Specifically, the Bureau announced that it will not cite supervisory violations nor initiate enforcement actions against remittance transfer providers who fail to disclose the exact cost of remittance transfers, rather than estimated costs, as required under the Remittance Rule.  The true-cost requirement of the Remittance Rule is currently subject to a temporary statutory exception that expires on July 20, 2020.  As such, the policy statement will apply to remittances that occur on or after July 21, 2020 and before January 1, 2021.  The policy statement further notes that the Bureau intends to issue a final rule in Mary 2020 regarding its December 2019 proposal that would adopt two permanent exceptions to this part of the Remittance Rule.

Duran v. La Boom Disco, Inc.: The Second Circuit Weighs in on the TCPA’s Definition of an ATDS

By Alan Ritchie, Pilgrim Christakis LLP

On April 7, 2020, the Second Circuit decided Duran v. La Boom Disco, Inc., holding that the Telephone Consumer Protection Act’s (“TCPA”) definition of an automatic telephone dialing system (“ATDS”) includes equipment that can automatically dial telephone numbers from a stored list. This decision expands an existing circuit split, with the Second Circuit adopting the Ninth Circuit’s broad interpretation of an ATDS in Marks v. Crunch San Diego, LLC, and rejecting the narrower ATDS definition recently adopted by the Third, Seventh, and Eleventh Circuits.

Duran claimed that La Boom Disco, a New York nightclub, violated the TCPA by sending her and others unsolicited text messages. La Boom acknowledged sending text messages but argued that the online texting platforms that it used to send the messages were not ATDSs because they required too much human intervention—specifically, the platforms sent text messages to stored lists of telephone numbers that were uploaded by humans (rather than by a random or sequential number generator), and the text campaigns were initiated when a human clicked a “send” button. La Boom prevailed on summary judgment in the district court, and Duran appealed.

ASSIGNED TASK 1: Sum up the extract in two sentences.
ASSIGNED TASK 2: Copy out the extract word for word, beginning at the words "On April 7, 2020, the" and stopping after "and Eleventh Circuits.".
ASSIGNED TASK 3: Translate this sentence from the extract into Spanish: "Duran claimed that La Boom Disco, a New York nightclub, violated the TCPA by sending her and others unsolicited text messages."
The listing after the extract plays no part in this work.

RECORD SET:
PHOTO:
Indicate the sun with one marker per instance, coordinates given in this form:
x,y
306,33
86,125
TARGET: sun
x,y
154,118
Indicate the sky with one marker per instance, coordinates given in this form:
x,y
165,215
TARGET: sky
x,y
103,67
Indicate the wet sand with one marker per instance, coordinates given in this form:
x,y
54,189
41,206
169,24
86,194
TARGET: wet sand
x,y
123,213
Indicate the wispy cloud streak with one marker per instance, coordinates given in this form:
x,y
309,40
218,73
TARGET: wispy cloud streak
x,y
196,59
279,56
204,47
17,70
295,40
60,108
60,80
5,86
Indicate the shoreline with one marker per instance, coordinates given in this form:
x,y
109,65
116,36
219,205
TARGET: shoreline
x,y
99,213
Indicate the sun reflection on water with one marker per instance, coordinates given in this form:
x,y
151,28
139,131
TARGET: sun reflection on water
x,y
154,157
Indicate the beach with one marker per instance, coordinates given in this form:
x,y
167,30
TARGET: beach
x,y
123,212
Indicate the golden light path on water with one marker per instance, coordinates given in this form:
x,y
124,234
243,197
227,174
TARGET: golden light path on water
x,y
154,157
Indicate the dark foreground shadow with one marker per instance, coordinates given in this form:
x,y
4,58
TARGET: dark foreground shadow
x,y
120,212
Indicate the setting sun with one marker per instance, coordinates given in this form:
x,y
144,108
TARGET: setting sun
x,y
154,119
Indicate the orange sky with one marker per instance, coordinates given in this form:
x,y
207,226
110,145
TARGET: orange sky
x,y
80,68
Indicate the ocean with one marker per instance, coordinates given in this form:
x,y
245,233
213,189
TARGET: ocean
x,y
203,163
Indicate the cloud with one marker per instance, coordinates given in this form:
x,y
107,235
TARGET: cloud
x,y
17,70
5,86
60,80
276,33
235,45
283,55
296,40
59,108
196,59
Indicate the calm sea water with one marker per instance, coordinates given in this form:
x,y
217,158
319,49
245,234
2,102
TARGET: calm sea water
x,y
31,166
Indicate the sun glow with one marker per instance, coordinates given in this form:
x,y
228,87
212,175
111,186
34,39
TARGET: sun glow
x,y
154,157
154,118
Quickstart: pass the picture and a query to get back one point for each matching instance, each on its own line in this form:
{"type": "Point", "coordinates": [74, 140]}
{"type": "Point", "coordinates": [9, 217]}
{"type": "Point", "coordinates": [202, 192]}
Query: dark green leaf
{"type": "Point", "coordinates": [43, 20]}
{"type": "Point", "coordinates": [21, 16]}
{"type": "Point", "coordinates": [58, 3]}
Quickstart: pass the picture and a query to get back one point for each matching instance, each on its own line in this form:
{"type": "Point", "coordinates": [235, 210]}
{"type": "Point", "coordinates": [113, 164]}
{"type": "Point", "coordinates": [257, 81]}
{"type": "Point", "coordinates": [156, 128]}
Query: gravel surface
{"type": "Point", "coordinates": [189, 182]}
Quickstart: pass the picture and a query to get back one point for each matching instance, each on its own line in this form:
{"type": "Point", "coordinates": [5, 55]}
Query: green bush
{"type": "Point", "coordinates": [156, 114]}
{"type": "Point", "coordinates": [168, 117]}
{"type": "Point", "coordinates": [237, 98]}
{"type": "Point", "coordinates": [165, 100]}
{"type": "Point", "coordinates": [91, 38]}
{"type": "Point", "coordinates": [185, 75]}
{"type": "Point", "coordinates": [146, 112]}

ANSWER 1: The Bureau said it will not cite violations or take enforcement action against remittance transfer providers that disclose estimated rather than exact costs, for transfers on or after July 21, 2020 and before January 1, 2021, since a temporary statutory exception expires on July 20, 2020. On April 7, 2020, the Second Circuit held in Duran v. La Boom Disco, Inc. that the TCPA's definition of an ATDS includes equipment that can automatically dial numbers from a stored list, expanding a circuit split in a case where La Boom had won summary judgment by arguing its texting platforms required too much human intervention.

ANSWER 2:
On April 7, 2020, the Second Circuit decided Duran v. La Boom Disco, Inc., holding that the Telephone Consumer Protection Act’s (“TCPA”) definition of an automatic telephone dialing system (“ATDS”) includes equipment that can automatically dial telephone numbers from a stored list. This decision expands an existing circuit split, with the Second Circuit adopting the Ninth Circuit’s broad interpretation of an ATDS in Marks v. Crunch San Diego, LLC, and rejecting the narrower ATDS definition recently adopted by the Third, Seventh, and Eleventh Circuits.

ANSWER 3: Duran alegó que La Boom Disco, una discoteca de Nueva York, violó la TCPA al enviarle a ella y a otras personas mensajes de texto no solicitados.